Dataset records:
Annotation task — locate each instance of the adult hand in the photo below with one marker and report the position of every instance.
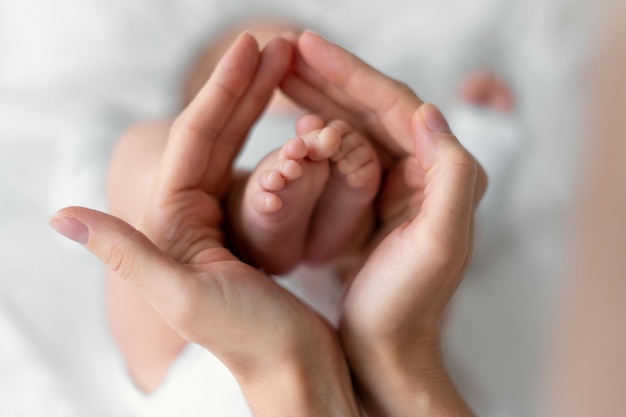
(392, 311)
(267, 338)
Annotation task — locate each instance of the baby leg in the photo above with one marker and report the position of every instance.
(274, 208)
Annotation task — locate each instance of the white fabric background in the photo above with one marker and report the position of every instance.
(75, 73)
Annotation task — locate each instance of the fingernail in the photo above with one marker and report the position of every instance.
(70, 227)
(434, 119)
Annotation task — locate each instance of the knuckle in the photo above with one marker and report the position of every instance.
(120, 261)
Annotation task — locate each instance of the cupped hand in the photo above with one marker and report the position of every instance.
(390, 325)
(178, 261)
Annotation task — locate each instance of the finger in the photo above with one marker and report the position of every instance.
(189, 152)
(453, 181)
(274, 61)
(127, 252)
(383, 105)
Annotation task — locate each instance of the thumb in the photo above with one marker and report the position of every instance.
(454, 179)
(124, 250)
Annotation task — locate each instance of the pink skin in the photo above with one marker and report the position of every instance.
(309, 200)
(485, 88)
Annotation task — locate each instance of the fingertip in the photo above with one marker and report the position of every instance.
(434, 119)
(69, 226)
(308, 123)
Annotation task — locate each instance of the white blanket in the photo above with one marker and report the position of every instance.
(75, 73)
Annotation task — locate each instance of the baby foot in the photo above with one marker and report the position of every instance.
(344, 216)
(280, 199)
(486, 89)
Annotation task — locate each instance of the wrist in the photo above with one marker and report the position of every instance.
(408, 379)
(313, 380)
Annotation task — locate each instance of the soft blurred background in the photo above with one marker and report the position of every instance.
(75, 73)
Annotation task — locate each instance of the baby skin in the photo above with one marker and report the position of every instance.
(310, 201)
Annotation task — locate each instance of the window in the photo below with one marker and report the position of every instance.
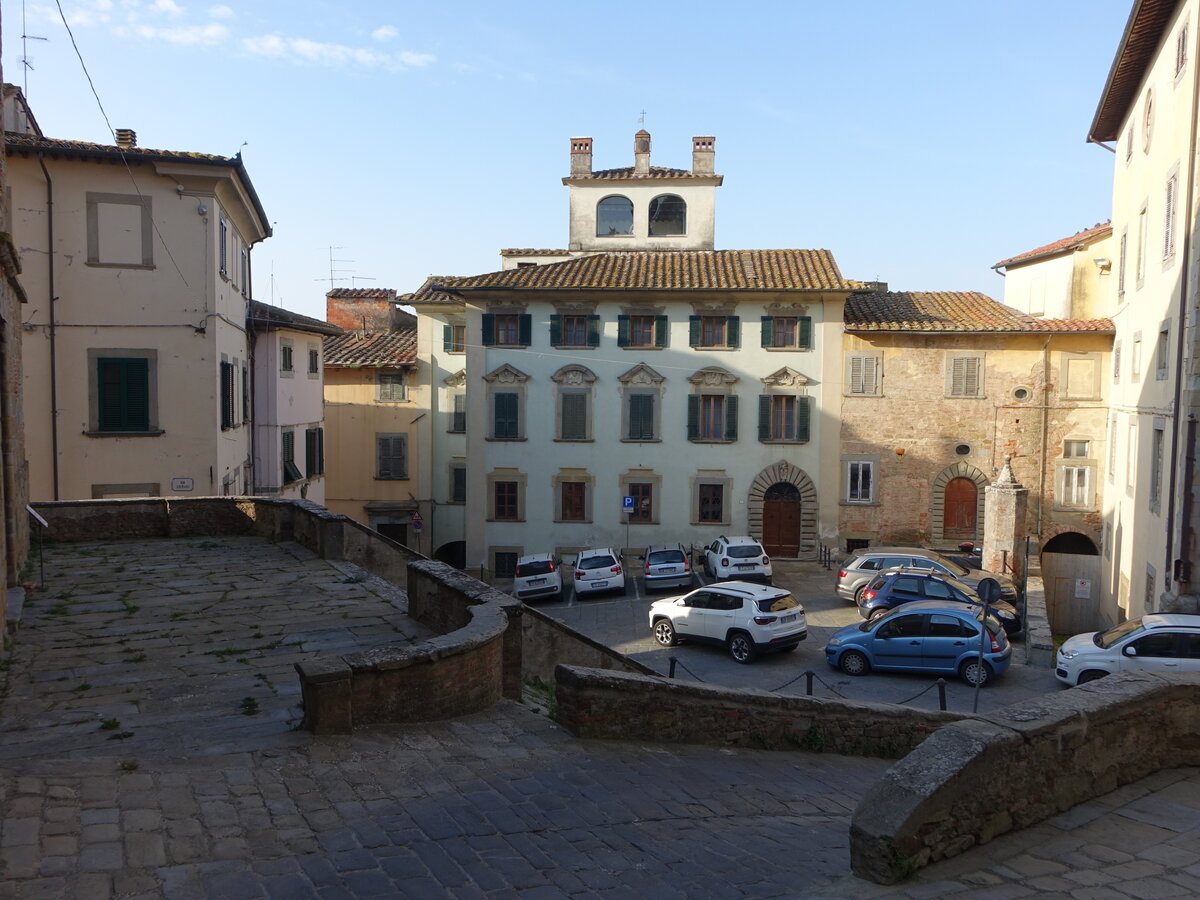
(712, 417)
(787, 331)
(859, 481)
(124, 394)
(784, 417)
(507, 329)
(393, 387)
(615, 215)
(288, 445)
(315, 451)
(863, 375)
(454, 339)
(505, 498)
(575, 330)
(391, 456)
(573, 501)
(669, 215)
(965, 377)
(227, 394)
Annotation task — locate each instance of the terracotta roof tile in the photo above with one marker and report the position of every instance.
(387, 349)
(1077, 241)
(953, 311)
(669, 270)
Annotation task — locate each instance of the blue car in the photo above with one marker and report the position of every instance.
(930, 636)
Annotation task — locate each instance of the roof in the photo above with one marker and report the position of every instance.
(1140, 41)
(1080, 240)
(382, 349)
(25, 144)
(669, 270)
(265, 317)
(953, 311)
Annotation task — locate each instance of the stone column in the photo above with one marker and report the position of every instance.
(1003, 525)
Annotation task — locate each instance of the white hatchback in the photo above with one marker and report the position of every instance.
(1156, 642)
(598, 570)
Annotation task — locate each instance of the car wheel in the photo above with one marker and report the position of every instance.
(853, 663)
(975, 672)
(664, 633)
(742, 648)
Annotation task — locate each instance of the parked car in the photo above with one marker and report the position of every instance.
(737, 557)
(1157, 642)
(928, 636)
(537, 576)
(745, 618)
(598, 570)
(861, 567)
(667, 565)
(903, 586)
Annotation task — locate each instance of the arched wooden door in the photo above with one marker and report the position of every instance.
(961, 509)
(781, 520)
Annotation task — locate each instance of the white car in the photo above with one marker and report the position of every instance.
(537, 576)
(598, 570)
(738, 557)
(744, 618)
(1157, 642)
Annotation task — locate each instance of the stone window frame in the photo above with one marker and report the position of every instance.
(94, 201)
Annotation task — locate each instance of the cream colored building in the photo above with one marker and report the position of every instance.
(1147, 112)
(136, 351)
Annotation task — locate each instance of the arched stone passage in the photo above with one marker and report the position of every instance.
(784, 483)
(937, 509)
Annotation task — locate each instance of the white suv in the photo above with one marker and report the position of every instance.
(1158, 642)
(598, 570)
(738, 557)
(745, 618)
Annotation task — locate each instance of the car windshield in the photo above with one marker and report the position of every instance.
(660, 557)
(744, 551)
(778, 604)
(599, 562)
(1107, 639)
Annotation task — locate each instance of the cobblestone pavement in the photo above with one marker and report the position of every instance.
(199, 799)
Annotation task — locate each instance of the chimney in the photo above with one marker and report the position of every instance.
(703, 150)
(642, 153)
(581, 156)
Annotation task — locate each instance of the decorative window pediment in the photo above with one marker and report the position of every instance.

## TASK ITEM
Your task is to copy the entries in full and exactly, without any images.

## TASK OUTPUT
Annotation task — locate each instance of the adult hand in the photo below with one marker and report the position of every instance.
(392, 311)
(267, 338)
Annotation task — locate each instance of the baby leg in the photo above with one marker and report the position of every instance.
(274, 208)
Annotation task — locate each instance of the white fabric background in the photo above with one marker and report the position of every instance.
(75, 73)
Annotation task — locate each instance of the fingernail in the photo above with one marker and report the position of every instance.
(70, 227)
(434, 119)
Annotation task — locate each instance of the knuckle in the photo above with one marker and report the position of every instance.
(120, 261)
Annotation task — locate each instance of the cupped hand in the photo above with one marker and report the position of every instance.
(390, 325)
(178, 261)
Annotation task — locate each instance of the finger in the photo above with one marker and report the position of every instance.
(189, 152)
(453, 181)
(274, 61)
(127, 252)
(383, 105)
Annotation task — locate each instance of the thumb in the photo above with one marker and report the position of every instance.
(454, 179)
(124, 250)
Annotation task — locate each instance of the pink skin in the photo above with one marker and report the position of every instance.
(309, 200)
(485, 88)
Annotation task — locate each instance of the fingertip in the photo above with one marker and report the position of every instance.
(434, 119)
(69, 226)
(308, 123)
Annotation task — locate each instance of the white blanket in the photo above with one marker and report the position of every instance.
(75, 73)
Annotation task — locate each instance of the baby foot in the photo above with one marker and report the position of every instance.
(344, 216)
(280, 199)
(486, 89)
Annotation task — locate each instance of the wrist in the photo above with one marker and report the position of every instance.
(408, 379)
(313, 380)
Annotation task — locate each instance of the soft blurred background in the photo above with one marker and report the position of every instance.
(75, 73)
Annotation task — locate each instance of the baby skin in the photo above with one marker and report the position of every instance.
(310, 201)
Annotation task — locate each instance of the window in the photo below with one marker and report the position of every instance.
(712, 417)
(787, 331)
(859, 481)
(124, 394)
(784, 417)
(507, 329)
(393, 387)
(615, 215)
(288, 445)
(315, 451)
(863, 375)
(454, 339)
(505, 498)
(575, 330)
(391, 456)
(573, 501)
(669, 215)
(965, 377)
(227, 394)
Annotation task — locate each instance of the terracotta roof tile in the photo above with one marker and report the position of every instance.
(387, 349)
(1077, 241)
(953, 311)
(669, 270)
Annotation task — locate each instance of the blue car in the photo above with one marker and report the position of every instance.
(930, 636)
Annotation task — locate each instance of the roof in the photo above with one marker and report the position of every instance.
(1140, 41)
(1080, 240)
(382, 349)
(25, 144)
(669, 270)
(265, 317)
(953, 311)
Annotation task — locate each instance of the stone column in the photo above with one marker and report the position of every instance.
(1003, 525)
Annotation task — locate each instance of the white hatchback in the photo above with one marker and report the position of every instance.
(1156, 642)
(598, 570)
Annotation task — locate each instance of the car wheel in the photo above with one marker and report the position of every instance.
(853, 663)
(975, 672)
(664, 633)
(742, 648)
Annotation task — locate each instance of the parked car in the photo above with one marker and report the position of every instance.
(737, 557)
(1157, 642)
(928, 636)
(537, 576)
(745, 618)
(598, 570)
(861, 567)
(667, 565)
(903, 586)
Annotation task — locate each instance of the arched wooden door in the photo above with one marker and report the position of every instance.
(961, 509)
(781, 520)
Annotation task — locate each instance of the white car in the photo above with one marker and report the position of every instance.
(537, 576)
(598, 570)
(738, 557)
(744, 618)
(1157, 642)
Annotation task — locate each instance of the stone window frame in the photo above with one marker and report the position of every instance.
(94, 201)
Annotation task — locate each instance of the cream colored building in the photo above with one marker and report the position of every instance.
(1147, 112)
(136, 351)
Annotation task — locate each instance of the arched stone passage in the photo above with one marker and report the position of every instance.
(784, 483)
(937, 509)
Annotation task — locate each instance of the white suv in the photo above with one marker and report the position of every instance.
(1158, 642)
(598, 570)
(738, 557)
(745, 618)
Annotation task — locate each instance of the car windshield in the photo above with one marker and report the position of every instance.
(660, 557)
(744, 551)
(778, 604)
(599, 562)
(1107, 639)
Annotation task — locate each instance of the cobblestone pavement in the photo above with one marker and report the position of every instance.
(199, 799)
Annotation task — locate each instance of the chimney in the photo above with one marker and report the position of every instance.
(703, 150)
(642, 153)
(581, 156)
Annotation task — locate each instance of the decorative window pediment in the photo above with one marker and report the position of every instance.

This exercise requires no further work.